## WHAT THE TASK REQUIRES
Please revise the records below by replacing every "query" with "target" and keeping all else the same. Omit the pictures from your answer.

## DATA
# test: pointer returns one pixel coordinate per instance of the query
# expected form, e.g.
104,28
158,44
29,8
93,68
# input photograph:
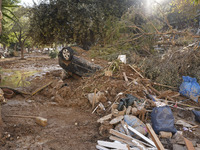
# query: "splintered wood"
154,137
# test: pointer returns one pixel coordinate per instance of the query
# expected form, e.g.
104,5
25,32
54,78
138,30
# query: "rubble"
130,110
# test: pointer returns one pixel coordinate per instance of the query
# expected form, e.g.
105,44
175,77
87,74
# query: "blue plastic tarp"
190,88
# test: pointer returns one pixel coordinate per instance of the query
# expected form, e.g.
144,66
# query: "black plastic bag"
163,120
197,115
127,101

## COMPLETED EXERCISE
# test: pointer returns one pixel coordinate per instance of the target
# expected form, e.g.
104,28
158,44
29,8
93,68
# input photograph:
# target: "splintered wood"
154,137
# test: pointer returns one pixel coordinate per instance of the target
# expected form, e.g.
104,5
25,32
54,78
138,30
# target: "rubble"
130,110
# test: pointer returns one pixel coordinate per instance of the target
# expected form, e.g.
105,44
175,77
87,74
# target: "blue plastic tarp"
190,88
# test: pointer returns one pixel coordinate per instance of the target
# expected form, e.g.
144,66
# target: "black plastic bag"
163,120
197,115
127,101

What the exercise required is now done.